**Task goal**
Copy out, word for word, the stretch of the records below from the line containing "Expected behavior: point out the glass" through the end of the records.

**Material for this task**
* * * *

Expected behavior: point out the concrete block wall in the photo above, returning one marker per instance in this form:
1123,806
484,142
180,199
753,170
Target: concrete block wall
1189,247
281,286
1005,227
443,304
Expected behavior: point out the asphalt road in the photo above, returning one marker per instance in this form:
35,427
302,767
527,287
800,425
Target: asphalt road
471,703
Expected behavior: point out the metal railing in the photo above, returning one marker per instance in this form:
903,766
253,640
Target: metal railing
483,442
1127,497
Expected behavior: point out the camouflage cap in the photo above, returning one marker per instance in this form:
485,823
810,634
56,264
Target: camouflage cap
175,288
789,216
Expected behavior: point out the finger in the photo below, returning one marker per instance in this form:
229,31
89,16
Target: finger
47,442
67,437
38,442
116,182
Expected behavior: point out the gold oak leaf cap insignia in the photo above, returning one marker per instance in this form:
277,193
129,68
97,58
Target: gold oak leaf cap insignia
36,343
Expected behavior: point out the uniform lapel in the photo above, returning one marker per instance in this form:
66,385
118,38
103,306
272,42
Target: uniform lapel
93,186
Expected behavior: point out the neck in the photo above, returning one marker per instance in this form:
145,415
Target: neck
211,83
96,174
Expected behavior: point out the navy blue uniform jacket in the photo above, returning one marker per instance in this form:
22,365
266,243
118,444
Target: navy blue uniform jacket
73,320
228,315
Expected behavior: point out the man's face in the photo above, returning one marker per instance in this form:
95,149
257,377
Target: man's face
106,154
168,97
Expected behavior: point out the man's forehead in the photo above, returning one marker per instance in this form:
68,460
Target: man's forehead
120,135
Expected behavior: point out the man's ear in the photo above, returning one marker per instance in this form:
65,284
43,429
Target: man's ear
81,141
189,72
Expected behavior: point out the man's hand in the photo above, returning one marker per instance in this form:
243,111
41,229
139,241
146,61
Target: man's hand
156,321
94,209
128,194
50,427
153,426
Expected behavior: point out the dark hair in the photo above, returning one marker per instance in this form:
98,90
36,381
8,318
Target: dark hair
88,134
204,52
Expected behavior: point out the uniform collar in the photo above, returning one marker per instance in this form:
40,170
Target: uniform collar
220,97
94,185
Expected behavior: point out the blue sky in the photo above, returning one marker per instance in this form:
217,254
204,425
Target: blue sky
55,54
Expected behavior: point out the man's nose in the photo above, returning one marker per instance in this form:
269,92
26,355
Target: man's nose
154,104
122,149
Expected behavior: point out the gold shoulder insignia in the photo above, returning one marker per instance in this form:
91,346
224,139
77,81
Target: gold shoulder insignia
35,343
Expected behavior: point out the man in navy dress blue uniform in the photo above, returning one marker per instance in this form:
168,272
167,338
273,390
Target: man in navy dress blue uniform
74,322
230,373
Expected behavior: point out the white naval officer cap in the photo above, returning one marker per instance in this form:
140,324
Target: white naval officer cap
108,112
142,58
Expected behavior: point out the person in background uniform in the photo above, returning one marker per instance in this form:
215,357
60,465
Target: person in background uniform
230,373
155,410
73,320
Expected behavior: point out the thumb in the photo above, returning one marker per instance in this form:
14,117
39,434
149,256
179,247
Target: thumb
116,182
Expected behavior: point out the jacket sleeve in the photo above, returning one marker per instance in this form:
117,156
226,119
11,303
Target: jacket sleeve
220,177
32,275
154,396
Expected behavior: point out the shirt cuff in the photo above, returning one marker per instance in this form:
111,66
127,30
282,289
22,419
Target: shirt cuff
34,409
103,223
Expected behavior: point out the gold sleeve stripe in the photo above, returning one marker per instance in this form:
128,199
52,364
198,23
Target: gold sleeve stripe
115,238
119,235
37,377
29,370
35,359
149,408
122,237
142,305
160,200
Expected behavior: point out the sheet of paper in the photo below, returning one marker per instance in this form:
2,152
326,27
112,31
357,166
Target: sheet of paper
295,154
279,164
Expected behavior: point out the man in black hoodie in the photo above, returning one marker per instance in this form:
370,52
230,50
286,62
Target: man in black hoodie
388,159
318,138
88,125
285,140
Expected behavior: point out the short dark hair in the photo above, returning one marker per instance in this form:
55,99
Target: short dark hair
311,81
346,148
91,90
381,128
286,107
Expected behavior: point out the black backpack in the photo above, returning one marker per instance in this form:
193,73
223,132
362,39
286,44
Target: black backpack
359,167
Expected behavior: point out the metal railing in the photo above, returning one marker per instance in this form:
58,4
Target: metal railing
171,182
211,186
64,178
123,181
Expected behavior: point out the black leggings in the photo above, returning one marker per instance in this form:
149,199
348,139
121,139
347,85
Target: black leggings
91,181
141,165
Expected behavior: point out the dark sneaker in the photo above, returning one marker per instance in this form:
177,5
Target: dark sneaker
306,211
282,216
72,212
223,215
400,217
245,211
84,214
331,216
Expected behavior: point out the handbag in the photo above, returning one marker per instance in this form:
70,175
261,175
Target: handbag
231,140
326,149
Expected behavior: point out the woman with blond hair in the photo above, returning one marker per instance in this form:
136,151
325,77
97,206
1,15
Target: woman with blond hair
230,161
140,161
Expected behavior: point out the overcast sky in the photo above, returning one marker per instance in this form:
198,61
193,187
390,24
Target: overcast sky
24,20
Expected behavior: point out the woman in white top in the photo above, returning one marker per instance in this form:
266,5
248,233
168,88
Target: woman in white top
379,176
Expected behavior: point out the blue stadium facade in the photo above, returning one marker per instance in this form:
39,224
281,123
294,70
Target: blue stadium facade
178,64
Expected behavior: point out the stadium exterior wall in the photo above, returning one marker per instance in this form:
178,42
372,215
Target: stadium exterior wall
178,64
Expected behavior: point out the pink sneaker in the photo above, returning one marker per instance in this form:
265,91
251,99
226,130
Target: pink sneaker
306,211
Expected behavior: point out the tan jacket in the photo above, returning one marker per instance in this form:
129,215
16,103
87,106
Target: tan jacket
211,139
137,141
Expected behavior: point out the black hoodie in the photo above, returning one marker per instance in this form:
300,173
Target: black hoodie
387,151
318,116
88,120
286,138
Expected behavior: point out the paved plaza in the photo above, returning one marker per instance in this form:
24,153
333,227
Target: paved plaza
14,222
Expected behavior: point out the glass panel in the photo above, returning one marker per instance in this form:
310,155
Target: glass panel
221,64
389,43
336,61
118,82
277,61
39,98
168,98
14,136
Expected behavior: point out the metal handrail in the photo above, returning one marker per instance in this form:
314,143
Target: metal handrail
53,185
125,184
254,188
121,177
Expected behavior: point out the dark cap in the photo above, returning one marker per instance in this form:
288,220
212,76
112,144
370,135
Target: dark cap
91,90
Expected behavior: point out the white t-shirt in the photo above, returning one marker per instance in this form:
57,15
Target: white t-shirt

* * * *

**Output of the task**
Expected behavior: point out the glass panel in the photo above, returning one marker per instance in this form:
310,155
Target: glass panel
221,64
389,43
336,61
118,82
277,61
39,98
168,98
14,136
Expected behavior: point out the metal handrail in the photo above, returning one marker per instance in this form:
314,143
Target: metal handrail
53,185
125,184
254,188
121,177
Expected behavior: point out the dark cap in the photo above, returning one marker per instance in this form:
288,220
212,76
112,144
370,135
Target: dark cap
91,90
Expected behavior: point out the white t-shirt in the photo above, returning one marker per instance in this form:
57,15
Target: white t-shirt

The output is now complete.